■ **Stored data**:
^^^^

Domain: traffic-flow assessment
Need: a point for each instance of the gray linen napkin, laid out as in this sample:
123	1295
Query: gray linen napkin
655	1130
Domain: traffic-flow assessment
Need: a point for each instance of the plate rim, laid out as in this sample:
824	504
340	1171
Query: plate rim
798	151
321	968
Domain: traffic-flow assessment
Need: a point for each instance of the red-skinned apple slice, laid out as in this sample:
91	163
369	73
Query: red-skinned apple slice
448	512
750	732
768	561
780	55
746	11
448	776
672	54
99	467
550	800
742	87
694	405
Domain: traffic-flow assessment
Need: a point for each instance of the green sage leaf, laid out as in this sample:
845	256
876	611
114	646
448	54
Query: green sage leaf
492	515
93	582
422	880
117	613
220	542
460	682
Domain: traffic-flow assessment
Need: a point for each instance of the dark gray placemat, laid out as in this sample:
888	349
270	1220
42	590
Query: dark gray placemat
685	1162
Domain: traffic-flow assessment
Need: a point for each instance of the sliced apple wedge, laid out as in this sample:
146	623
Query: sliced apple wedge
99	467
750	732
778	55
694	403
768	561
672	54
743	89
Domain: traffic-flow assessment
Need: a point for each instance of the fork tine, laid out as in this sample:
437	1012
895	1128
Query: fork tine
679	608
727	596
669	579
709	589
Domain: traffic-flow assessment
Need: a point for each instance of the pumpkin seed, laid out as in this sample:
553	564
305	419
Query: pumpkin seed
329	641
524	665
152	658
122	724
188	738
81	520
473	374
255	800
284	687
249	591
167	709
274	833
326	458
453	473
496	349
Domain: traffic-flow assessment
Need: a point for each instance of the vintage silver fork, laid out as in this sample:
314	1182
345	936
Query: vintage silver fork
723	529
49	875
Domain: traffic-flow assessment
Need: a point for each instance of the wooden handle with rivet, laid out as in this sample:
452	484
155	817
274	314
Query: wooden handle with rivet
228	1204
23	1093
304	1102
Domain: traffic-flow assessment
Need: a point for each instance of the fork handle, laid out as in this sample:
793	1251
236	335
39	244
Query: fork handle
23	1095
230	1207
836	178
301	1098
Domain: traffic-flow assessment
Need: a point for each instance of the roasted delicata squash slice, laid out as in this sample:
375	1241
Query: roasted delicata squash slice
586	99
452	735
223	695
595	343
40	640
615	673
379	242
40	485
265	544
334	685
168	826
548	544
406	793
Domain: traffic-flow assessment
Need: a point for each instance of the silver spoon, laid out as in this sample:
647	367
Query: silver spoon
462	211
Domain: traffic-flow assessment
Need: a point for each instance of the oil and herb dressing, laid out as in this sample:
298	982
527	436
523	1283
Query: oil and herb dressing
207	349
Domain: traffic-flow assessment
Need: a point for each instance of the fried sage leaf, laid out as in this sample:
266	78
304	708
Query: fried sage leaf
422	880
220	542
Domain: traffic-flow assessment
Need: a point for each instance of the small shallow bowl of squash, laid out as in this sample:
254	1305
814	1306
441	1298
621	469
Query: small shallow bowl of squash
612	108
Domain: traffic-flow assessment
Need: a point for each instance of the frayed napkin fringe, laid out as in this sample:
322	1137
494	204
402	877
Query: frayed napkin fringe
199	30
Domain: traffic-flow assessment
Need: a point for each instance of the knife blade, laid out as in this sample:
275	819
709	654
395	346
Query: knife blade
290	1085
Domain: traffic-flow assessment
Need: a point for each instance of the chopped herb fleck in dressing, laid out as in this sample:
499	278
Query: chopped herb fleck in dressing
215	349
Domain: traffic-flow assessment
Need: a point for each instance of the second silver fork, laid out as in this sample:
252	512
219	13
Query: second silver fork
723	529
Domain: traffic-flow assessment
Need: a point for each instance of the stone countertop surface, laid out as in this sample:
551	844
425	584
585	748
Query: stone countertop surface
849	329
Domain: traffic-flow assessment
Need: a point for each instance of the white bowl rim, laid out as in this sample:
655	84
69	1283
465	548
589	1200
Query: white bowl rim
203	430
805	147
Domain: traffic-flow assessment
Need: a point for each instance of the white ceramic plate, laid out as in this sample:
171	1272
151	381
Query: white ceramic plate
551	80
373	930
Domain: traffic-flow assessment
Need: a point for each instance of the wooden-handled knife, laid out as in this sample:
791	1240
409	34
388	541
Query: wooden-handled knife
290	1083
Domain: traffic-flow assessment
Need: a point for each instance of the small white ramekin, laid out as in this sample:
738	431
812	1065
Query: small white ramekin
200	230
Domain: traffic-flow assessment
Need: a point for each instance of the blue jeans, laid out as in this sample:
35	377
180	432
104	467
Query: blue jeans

^^^^

From the first line to the last, retype the data exactly.

■ **Completed task**:
Domain: traffic-flow assessment
Need: a point for each instance of the gray linen napkin, laid out as in this sample:
123	1295
Query: gray linen napkin
655	1130
Domain: traffic-flow assessment
Need: a point for each instance of the plate rim, laid out as in this sample:
824	504
340	1171
Query: plate rim
798	151
321	968
Domain: traffic-flow assessment
Need: a point for each instance of the red-skinned apple slice, laid out as in this sample:
91	163
369	73
Query: red-skinned apple slice
448	512
750	732
768	561
780	55
746	11
448	776
672	54
99	467
550	800
742	87
694	405
Domain: traffic-flow assessment
Need: a point for each instance of the green sage leaf, laid out as in this sample:
845	256
876	611
114	646
448	54
Query: green sage leaf
492	515
93	582
422	880
117	613
220	542
460	682
Domain: traffic-flow assessment
Need: a point for each instance of the dark gray placemat, laid out as in this sample:
888	349
270	1220
42	590
Query: dark gray placemat
685	1162
Domain: traffic-flow assessment
Need: a point for each instance of the sliced apple wedge, laid out as in this sample:
146	623
Query: sliced apple wedge
99	467
750	732
778	55
694	403
768	561
672	54
743	89
Domain: traffic-flow assessment
Need: a point for each instance of the fork tine, laid out as in this sample:
437	1012
895	1128
Query: fork tine
679	608
727	596
669	579
709	589
Domain: traffic-flow assessment
Need: a point for each instance of the pumpkin seed, laid out as in this sample:
553	564
305	419
Query: pumpkin seed
329	641
524	665
152	658
122	724
188	738
81	520
473	374
255	800
284	687
249	591
167	709
274	833
326	458
453	473
496	349
Domain: traffic-flow assessment
Need: a point for each instance of the vintage silver fork, laid out as in this sample:
314	1182
345	936
Query: vintage silver fork
723	529
49	875
Domain: traffic-flow assessment
Need: a point for each instance of the wooden handle with rivet, laid out as in this sample:
452	484
155	817
274	314
Query: wooden handle with rivet
228	1204
23	1093
304	1102
Domain: traffic-flow assessment
Need: a point for each instance of the fork handle, laid out as in this sample:
793	1251
236	335
39	244
Query: fork handle
23	1095
230	1207
836	178
301	1098
Domain: traffic-flow assessment
Need: a point for each instance of the roasted delicata squash slice, laid out as in this sample:
375	1241
Query: roasted delicata squash slice
586	99
452	735
223	695
595	343
40	640
615	673
379	242
40	485
265	544
334	685
168	826
548	544
406	793
Domain: traffic-flow assessment
Need: a point for each instance of the silver spoon, laid out as in this sample:
647	367
Query: silver spoon
462	211
Domain: traffic-flow assessment
Need: a point for each instance of the oil and herb dressing, laid out as in this sample:
298	982
527	436
523	1283
Query: oil and herb dressing
207	349
Domain: traffic-flow assessment
Need: a point for each instance of the fried sage leaf, laid out as in this sample:
266	78
304	708
Query: fried sage leaf
422	880
220	542
Domain: traffic-flow assessment
Need: a point for each instance of the small shallow bowl of squash, laid out as in this sample:
254	1305
814	1306
441	1298
621	469
Query: small shallow bowl of squash
612	108
Domain: traffic-flow assessment
Need: a point for each instance of the frayed napkin fringe, laid out as in this sample:
322	1137
494	204
402	877
Query: frayed napkin fringe
199	30
Domain: traffic-flow assessment
Need: a point for each instance of the knife blade, laid out as in this sample:
275	819
709	654
395	346
Query: knife blade
290	1085
Domain: traffic-flow assessment
Need: a point for each instance of the chopped herb fleck in dressing, laid out as in this sample:
499	278
Query: chopped herb fleck in dressing
215	349
Domain: traffic-flow assessment
Need: a point for each instance of the second silver fork, laid out as in this sample:
252	512
219	13
Query: second silver fork
723	529
Domain: traffic-flow assessment
Need: a point for each instance of the stone countertop surface, laid out as in this sample:
551	844
425	584
585	748
Query: stone countertop surface
849	329
Domain: traffic-flow assessment
Need: a point for each instance of the white bowl rim, laid out as in this sample:
655	84
69	1283
465	548
589	1200
Query: white bowl rim
203	430
805	147
Domain: traffic-flow assessment
Need: a point for each instance of the white ceramic plate, laid out as in this sample:
171	1272
151	381
Query: white ceramic plate
551	80
373	930
Domain: traffic-flow assessment
Need: a point for each instance of the wooden-handled knife, laid out as in this sample:
791	1240
409	34
388	541
Query: wooden-handled knife
290	1083
Domain: traffic-flow assessment
Need: a point for each instance of the small white ramekin, laid out as in this sample:
738	431
812	1065
Query: small white ramekin
200	230
Domain: traffic-flow assessment
Need: a point for each instance of the blue jeans, laid out as in this sample:
35	377
180	432
104	467
Query: blue jeans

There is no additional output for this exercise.